§ **Activity**: Filter the data below for the string "night" and copy each matching line.

§ **Data supplied**:

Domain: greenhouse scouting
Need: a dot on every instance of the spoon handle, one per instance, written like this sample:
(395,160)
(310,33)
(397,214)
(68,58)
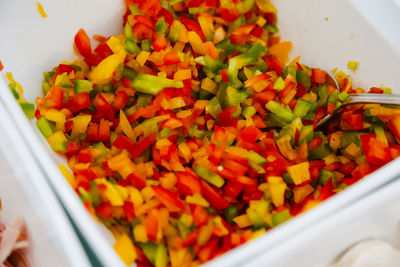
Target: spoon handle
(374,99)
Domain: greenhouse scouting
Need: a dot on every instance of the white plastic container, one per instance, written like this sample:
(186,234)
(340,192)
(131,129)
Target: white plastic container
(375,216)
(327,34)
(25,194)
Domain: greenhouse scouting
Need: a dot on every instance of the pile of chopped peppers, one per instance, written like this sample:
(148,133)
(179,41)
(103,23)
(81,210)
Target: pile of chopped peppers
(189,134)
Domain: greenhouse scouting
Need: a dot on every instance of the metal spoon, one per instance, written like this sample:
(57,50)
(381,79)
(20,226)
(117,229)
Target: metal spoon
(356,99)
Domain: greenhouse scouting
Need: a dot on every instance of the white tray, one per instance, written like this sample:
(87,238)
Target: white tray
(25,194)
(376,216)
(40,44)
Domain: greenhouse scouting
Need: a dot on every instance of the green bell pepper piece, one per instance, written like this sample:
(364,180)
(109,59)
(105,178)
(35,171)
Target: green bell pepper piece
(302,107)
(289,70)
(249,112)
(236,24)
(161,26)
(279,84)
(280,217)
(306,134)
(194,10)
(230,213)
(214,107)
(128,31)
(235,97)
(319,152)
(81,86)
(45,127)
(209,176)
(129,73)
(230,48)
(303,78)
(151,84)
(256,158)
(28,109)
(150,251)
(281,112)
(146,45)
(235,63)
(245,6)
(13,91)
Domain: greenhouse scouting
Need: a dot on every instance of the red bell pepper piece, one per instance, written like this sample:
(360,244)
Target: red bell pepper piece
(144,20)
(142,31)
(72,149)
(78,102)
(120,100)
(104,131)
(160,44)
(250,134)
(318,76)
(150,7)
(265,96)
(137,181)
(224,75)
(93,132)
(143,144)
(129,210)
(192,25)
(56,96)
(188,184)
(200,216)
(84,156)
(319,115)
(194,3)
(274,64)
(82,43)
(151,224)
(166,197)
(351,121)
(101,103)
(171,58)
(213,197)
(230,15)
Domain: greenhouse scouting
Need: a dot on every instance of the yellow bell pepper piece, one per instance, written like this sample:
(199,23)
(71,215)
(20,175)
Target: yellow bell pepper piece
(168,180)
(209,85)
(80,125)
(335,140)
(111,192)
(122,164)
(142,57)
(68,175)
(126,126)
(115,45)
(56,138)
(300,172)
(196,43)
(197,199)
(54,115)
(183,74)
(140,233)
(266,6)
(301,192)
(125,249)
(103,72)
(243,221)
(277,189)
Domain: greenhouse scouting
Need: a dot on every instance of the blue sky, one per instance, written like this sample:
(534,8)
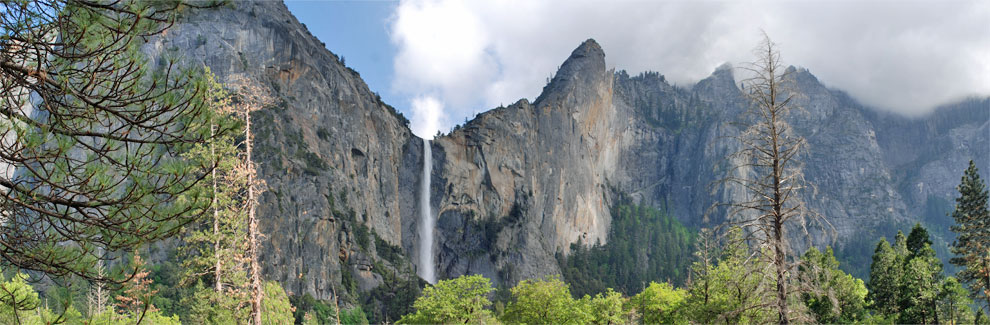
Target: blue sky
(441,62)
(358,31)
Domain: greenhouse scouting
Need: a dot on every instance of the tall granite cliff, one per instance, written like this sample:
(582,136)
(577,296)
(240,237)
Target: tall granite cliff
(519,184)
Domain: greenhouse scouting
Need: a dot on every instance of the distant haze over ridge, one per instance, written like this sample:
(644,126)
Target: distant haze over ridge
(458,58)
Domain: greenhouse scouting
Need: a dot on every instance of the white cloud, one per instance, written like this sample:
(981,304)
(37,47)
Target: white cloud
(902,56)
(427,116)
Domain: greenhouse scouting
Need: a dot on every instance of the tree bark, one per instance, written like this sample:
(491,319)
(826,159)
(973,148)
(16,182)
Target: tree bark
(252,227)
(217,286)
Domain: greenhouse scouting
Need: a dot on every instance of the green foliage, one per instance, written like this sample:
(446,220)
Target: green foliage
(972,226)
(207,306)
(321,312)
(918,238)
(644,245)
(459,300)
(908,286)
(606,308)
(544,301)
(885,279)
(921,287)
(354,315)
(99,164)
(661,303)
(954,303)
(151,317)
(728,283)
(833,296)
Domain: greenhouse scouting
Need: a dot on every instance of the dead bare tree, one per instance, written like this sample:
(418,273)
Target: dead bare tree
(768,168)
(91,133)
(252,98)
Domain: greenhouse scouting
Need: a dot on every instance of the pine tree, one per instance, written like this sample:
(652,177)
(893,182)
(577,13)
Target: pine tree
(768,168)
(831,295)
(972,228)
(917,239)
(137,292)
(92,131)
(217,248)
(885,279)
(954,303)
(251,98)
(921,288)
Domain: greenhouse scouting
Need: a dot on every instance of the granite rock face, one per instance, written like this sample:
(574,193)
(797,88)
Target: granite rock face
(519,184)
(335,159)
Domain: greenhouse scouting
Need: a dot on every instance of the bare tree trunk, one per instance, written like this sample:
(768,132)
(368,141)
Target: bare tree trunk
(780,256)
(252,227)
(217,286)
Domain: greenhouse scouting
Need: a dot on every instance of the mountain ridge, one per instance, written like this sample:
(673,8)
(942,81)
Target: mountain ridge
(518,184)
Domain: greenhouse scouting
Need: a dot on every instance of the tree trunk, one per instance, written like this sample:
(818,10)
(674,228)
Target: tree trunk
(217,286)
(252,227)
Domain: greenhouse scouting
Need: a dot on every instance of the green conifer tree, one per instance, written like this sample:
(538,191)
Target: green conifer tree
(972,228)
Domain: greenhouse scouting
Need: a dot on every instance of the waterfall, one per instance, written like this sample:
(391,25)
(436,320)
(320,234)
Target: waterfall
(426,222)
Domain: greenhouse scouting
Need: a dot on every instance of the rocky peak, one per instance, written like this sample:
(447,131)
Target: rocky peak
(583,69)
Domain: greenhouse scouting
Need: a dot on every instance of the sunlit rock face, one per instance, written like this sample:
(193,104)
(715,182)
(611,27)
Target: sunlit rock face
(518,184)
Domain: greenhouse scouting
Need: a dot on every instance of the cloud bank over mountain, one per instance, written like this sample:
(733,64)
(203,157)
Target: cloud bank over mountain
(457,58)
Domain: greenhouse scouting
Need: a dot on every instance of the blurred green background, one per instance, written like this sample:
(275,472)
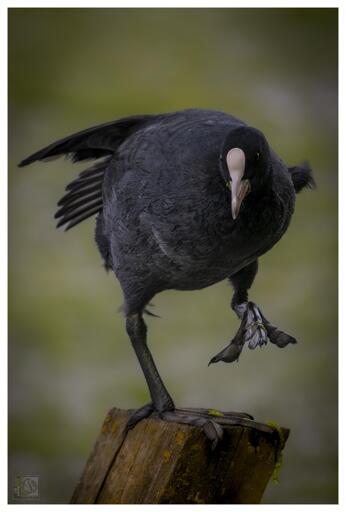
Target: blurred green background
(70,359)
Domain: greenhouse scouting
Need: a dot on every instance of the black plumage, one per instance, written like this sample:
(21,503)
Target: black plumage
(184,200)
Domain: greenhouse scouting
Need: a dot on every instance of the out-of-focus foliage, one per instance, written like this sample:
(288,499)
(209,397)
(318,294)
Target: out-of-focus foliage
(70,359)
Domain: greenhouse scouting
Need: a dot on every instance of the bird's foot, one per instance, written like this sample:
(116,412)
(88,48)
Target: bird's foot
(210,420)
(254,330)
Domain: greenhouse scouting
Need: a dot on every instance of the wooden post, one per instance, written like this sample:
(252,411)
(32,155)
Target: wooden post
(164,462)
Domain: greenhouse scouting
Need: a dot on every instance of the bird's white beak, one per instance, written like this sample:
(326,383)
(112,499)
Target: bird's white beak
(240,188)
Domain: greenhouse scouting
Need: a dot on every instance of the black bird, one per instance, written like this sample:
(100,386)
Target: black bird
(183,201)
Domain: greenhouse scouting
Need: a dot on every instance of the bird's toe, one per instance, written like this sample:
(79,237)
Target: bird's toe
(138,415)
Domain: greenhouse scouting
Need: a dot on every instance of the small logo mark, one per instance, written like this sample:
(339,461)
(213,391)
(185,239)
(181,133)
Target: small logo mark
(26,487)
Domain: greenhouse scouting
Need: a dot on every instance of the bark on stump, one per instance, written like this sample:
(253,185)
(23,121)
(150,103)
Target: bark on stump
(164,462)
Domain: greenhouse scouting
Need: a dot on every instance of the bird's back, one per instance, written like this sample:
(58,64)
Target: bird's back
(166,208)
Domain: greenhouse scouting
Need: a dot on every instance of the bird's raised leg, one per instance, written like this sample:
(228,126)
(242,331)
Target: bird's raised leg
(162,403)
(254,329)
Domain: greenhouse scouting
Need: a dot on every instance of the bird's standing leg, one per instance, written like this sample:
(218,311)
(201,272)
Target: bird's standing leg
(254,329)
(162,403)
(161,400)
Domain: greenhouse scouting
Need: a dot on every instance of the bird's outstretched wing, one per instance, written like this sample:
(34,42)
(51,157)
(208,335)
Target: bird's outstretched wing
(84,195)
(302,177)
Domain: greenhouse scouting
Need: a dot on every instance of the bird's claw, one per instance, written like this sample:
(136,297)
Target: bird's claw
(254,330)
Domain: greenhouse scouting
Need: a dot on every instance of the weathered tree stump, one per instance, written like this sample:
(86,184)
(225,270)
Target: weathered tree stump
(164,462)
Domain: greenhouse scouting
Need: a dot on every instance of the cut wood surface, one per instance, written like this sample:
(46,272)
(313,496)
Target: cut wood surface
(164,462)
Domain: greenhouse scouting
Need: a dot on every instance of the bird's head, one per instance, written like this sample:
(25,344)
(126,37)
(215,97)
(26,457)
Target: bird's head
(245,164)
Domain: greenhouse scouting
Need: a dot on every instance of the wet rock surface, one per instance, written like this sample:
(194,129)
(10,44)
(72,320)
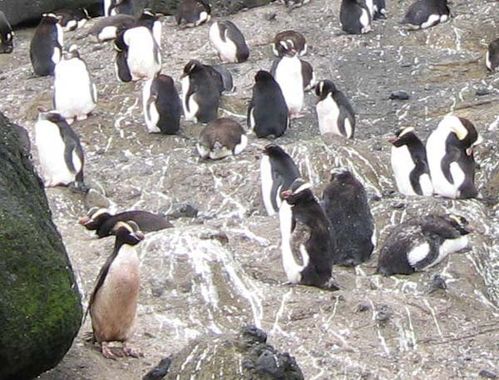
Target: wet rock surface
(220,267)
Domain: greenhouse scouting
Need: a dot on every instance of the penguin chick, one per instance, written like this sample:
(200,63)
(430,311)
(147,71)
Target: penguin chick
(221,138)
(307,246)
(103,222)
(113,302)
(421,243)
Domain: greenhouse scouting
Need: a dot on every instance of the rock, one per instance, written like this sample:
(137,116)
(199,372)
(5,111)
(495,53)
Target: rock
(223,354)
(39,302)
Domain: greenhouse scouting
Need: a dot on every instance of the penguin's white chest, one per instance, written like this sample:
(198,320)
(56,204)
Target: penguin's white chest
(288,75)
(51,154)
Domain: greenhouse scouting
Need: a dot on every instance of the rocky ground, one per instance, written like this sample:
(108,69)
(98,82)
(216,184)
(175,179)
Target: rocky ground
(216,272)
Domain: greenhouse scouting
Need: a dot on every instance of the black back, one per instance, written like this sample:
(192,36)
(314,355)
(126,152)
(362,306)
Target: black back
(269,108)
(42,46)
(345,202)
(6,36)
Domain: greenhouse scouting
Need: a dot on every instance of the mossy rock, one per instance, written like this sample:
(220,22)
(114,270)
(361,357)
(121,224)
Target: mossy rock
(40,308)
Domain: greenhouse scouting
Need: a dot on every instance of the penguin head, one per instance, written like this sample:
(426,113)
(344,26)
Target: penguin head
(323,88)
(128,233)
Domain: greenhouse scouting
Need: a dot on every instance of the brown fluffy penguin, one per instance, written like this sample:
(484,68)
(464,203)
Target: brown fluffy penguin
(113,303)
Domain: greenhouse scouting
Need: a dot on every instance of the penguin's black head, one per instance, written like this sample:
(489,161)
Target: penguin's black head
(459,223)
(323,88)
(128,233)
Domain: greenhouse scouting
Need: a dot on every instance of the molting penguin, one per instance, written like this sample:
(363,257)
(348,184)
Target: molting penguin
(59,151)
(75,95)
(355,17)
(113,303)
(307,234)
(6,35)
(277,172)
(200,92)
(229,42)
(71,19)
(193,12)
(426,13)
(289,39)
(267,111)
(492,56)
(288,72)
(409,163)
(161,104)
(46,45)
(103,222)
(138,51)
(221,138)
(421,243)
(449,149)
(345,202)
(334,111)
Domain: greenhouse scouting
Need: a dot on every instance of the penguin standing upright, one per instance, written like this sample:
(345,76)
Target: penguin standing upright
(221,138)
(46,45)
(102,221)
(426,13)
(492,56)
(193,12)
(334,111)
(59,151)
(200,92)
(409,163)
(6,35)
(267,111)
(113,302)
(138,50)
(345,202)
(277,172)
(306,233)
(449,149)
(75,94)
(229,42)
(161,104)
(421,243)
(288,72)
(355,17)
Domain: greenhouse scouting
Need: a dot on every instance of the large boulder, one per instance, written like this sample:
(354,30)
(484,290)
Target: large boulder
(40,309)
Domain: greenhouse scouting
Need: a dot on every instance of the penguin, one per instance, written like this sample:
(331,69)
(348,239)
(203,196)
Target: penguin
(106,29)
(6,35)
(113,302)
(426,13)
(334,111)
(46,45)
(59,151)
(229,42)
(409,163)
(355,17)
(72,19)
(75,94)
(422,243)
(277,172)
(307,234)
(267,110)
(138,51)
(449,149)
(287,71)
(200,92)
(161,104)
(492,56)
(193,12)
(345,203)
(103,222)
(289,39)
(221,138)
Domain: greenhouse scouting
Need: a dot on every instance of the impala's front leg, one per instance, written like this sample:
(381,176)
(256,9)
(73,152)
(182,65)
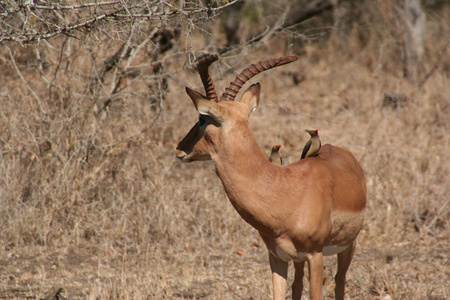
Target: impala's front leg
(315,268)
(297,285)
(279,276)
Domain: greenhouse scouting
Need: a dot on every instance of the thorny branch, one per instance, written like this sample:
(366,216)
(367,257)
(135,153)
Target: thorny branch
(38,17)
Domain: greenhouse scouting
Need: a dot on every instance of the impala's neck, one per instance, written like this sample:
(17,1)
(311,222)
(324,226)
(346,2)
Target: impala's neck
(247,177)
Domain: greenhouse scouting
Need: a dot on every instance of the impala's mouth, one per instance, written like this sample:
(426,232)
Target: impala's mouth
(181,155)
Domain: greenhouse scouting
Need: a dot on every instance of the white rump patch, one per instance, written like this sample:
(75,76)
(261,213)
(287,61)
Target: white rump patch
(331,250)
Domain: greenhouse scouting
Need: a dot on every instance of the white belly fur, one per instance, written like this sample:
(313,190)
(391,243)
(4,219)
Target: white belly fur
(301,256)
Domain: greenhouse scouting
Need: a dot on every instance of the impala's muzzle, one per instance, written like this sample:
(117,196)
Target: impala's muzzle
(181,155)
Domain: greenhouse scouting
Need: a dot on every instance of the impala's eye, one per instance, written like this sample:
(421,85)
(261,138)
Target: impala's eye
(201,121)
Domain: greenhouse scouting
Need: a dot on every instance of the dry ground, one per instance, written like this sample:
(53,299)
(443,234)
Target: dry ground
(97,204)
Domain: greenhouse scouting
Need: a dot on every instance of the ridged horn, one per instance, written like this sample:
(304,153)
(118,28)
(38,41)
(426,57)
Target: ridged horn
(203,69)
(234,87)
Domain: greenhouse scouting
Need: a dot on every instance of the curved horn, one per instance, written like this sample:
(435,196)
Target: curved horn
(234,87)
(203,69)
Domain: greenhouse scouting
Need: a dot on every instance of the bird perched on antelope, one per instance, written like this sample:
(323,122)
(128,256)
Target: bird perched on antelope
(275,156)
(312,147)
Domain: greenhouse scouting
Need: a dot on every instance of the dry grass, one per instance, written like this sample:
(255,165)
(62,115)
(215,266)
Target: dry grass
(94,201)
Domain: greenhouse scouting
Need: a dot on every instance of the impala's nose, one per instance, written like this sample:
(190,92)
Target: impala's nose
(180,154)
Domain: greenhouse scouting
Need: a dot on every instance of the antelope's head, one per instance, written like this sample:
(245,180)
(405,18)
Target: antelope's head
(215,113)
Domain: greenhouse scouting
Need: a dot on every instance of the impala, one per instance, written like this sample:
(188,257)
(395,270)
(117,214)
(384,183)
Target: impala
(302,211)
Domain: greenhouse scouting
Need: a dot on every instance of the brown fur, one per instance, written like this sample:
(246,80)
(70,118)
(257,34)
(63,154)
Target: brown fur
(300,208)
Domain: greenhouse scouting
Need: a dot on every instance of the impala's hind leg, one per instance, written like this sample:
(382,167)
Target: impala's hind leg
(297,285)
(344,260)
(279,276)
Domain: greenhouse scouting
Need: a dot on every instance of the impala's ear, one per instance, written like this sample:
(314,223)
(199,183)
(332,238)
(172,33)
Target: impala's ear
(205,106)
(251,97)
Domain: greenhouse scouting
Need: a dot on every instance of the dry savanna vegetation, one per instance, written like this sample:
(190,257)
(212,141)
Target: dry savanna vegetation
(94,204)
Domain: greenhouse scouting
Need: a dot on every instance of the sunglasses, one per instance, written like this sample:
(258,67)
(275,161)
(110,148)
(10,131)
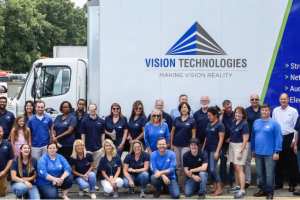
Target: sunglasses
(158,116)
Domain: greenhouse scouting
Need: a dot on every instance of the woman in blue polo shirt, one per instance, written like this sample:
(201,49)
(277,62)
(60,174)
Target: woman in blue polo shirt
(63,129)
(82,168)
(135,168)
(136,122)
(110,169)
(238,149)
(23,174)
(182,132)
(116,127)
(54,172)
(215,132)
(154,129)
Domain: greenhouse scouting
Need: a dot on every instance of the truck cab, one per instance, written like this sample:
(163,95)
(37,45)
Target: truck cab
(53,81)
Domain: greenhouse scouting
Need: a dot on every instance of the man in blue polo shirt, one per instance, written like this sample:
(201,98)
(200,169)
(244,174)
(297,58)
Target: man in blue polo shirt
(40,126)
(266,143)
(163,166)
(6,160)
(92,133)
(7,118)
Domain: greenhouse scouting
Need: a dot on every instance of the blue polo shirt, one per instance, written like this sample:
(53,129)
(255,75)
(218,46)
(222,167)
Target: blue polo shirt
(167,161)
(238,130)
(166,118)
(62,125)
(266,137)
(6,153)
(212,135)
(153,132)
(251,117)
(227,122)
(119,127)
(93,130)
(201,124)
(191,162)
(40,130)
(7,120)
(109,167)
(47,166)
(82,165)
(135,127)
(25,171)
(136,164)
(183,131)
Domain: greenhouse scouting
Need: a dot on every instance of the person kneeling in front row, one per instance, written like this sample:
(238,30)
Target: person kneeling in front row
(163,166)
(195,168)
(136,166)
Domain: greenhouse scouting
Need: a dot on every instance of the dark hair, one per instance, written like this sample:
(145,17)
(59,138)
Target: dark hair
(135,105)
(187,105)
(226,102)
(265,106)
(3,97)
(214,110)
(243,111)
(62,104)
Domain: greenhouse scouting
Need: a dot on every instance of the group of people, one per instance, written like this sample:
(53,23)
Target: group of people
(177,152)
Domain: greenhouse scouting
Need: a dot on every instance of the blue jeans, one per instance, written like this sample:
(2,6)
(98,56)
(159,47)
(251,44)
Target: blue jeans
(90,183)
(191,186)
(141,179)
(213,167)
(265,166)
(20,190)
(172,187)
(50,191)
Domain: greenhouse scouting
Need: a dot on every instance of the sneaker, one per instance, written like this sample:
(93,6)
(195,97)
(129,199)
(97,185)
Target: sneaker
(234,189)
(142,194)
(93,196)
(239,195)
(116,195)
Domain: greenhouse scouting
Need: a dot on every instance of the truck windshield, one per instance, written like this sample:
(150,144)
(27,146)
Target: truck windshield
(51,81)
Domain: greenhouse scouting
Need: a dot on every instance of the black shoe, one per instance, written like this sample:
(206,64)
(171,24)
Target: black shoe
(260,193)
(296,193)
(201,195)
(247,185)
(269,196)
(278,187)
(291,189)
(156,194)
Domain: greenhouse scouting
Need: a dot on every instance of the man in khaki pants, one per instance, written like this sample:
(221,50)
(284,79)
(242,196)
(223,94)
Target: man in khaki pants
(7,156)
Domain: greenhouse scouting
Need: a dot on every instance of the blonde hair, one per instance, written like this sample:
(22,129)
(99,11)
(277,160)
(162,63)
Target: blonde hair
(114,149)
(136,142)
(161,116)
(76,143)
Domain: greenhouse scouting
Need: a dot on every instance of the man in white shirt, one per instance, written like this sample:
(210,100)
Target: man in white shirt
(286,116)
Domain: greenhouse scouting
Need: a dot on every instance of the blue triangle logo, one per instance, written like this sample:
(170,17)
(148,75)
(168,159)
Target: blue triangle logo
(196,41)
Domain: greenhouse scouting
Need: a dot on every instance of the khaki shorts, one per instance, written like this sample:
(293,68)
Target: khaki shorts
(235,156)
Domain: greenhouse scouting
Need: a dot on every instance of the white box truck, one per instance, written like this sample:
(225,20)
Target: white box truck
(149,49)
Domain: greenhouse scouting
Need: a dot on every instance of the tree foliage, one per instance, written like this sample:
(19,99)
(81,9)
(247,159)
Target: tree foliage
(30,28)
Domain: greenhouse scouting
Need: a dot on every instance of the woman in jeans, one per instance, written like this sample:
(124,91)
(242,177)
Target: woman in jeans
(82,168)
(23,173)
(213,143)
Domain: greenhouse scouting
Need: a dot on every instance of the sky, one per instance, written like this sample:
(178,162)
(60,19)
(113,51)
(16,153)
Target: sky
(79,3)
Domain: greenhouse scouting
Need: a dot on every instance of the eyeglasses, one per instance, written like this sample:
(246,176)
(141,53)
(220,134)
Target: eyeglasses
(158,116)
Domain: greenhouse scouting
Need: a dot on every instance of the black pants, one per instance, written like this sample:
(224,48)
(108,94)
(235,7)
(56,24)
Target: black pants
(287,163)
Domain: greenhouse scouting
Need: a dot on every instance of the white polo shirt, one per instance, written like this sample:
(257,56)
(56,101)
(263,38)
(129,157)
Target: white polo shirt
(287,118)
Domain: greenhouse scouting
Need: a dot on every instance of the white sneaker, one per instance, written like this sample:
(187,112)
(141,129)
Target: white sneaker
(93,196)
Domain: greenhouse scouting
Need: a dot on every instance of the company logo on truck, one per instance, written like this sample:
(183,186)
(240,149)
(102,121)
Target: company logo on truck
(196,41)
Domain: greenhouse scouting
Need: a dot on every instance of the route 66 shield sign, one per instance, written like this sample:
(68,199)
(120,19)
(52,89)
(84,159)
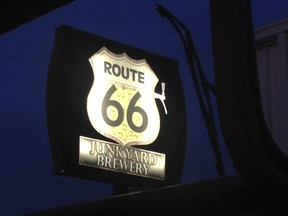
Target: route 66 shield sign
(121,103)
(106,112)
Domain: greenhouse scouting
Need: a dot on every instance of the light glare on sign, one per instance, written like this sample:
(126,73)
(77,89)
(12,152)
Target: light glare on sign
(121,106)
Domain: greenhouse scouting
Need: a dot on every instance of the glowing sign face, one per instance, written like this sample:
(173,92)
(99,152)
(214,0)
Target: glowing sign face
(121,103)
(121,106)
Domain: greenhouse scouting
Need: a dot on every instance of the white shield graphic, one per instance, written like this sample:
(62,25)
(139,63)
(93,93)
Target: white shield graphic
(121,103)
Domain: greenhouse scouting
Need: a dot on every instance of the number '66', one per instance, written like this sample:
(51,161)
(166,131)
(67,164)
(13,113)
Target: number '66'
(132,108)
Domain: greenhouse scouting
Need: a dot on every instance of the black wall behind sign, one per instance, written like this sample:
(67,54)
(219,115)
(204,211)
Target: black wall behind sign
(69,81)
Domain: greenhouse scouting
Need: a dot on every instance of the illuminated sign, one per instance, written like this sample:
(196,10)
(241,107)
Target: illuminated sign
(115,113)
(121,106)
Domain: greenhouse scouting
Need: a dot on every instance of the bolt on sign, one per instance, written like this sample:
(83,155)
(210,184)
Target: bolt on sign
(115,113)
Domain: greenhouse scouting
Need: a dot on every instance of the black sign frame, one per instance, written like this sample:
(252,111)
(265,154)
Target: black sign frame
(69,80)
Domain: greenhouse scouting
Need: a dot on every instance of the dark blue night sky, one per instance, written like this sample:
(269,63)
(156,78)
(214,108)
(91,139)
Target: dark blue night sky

§ **Response below**:
Need: a dot on every instance of the dark blue night sky, one per instance, written like this sample:
Target: dark blue night sky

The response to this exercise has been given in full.